Point annotation data
——

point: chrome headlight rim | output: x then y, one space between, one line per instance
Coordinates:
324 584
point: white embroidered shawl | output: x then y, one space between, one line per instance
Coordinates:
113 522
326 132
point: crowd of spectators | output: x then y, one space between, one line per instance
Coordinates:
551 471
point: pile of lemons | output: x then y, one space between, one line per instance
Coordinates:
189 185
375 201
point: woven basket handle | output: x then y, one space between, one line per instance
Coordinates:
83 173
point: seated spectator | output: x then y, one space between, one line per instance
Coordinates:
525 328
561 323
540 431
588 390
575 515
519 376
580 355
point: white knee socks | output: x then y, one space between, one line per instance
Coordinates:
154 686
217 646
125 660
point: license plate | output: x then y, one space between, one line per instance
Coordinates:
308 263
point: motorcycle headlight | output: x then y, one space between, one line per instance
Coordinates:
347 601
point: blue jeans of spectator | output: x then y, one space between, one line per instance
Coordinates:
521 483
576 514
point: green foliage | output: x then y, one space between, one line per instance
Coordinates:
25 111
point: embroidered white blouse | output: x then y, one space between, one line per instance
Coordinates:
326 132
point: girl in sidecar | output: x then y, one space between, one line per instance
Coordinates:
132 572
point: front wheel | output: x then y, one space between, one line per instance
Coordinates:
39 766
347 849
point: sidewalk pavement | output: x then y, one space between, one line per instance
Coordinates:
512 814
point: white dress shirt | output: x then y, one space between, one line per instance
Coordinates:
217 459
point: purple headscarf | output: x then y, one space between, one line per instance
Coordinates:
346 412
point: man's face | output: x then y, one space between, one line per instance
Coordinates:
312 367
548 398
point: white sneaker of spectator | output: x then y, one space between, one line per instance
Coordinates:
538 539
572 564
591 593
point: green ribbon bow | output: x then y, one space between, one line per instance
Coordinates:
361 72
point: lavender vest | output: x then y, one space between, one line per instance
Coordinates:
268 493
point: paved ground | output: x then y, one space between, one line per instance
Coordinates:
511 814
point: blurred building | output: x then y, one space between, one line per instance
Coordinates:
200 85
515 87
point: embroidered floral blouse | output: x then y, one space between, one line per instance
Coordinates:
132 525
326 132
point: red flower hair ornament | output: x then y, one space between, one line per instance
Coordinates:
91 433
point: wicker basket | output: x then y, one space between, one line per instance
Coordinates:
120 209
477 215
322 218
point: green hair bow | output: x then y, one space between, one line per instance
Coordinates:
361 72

——

• [What the exercise asks]: Rewrite all of the rows above, changing every "Coordinates" to "Locations" and keeping everything else the same.

• [Complete response]:
point: chrome headlight rim | output: x then y, one space between, one line per instance
Locations:
324 584
point: white embroidered shawl | output: x then y, one space between, one line per instance
Locations:
113 522
326 132
point: crowd of spectators | output: x then y, one space between, one line per instance
Locations:
551 471
point: pile of lemons | output: x then y, one space between, one line per instance
Locations:
189 185
375 201
point: woven basket handle | output: x then y, one space between, one line per instance
Locations:
83 173
point: seated spectator | output: x then y, one space between, one line per instance
Locations:
525 328
561 323
540 431
588 390
575 515
519 376
580 355
point: white knee socks | output: x then y, one space between, one line per instance
Locations:
154 686
217 646
125 660
point: license plate | output: x then y, one space between, one line per instance
Locations:
308 263
point: motorcycle headlight | output: x then y, one space between, one line per instance
Locations:
347 601
point: blue jeans of spectator | output: x then y, one space between, one line per instance
Locations:
521 483
576 514
point: green foliage | output: x then y, one space between, one line per instance
Locations:
25 111
point: embroidered white blouse | output: x then y, one space between, one line per instance
Locations:
326 132
point: girl in sidecar | output: x then y, one space between, one line per instance
Locations:
132 572
point: front wheel | output: x then y, one space between, one line per instance
Locations:
39 766
347 849
point: sidewalk pavement | output: x then y, one space between, one line per instance
Locations:
512 814
point: white dress shirt | output: x then y, one space between, one line per instance
Locations:
217 459
point: purple headscarf | output: x then y, one space between, one line per instance
Locations:
346 412
point: man's face | output: x then y, one space between, one line per instance
Locations:
312 367
548 398
point: white sneaker of spectator | output: x then y, one space between, one line per instance
Locations:
538 539
572 564
591 593
point: green ribbon bow | output: x then y, one space between, one line per instance
Locations:
361 72
point: lavender vest | output: x then y, one space between, one line per instance
Locations:
268 493
point: paved ground | output: x then y, one space between, one line per instance
Locations:
511 814
point: blurred building | output: x then y, one space between, one line per instance
Locations:
200 85
515 87
point: embroidered floral blouse | output: x then y, one space between, one line per instance
Locations:
132 525
326 132
point: red flower hair ornament | output: x then y, one space between, one line per instance
Locations:
91 433
point: wicker basket | output: x then y, one space between, one line per instance
Locations:
120 209
477 215
322 218
point: green hair bow | output: x then y, one space between, one line per instance
Locations:
361 72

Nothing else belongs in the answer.